EXERCISE AIM: Transcribe, without alteration, the lines of the records between the line containing "eye in this" and the line containing "Target: smile", inclusive.

PROVIDED INFORMATION:
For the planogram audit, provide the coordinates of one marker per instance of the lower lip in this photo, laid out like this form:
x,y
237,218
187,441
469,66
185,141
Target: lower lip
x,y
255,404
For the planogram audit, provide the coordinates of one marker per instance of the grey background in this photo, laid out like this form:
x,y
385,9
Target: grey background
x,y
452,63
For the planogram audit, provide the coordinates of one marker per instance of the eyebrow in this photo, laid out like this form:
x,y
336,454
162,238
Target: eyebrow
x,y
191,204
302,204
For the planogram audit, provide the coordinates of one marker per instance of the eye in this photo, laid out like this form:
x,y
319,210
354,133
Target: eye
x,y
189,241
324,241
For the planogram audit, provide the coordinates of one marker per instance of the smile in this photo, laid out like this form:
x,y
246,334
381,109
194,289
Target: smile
...
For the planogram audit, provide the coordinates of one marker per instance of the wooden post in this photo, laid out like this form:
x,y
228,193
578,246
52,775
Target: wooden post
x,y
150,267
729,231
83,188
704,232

REPLY TO THE EXERCISE:
For the planogram audit, provide the coordinates of one marker per instance of the eye in this photo, laid out like this form:
x,y
319,210
354,133
Target: eye
x,y
189,241
324,241
For the planogram audit, provide the coordinates of one marker per instance of the smile in this photo, laid out like this form:
x,y
246,334
381,109
194,289
Target: smile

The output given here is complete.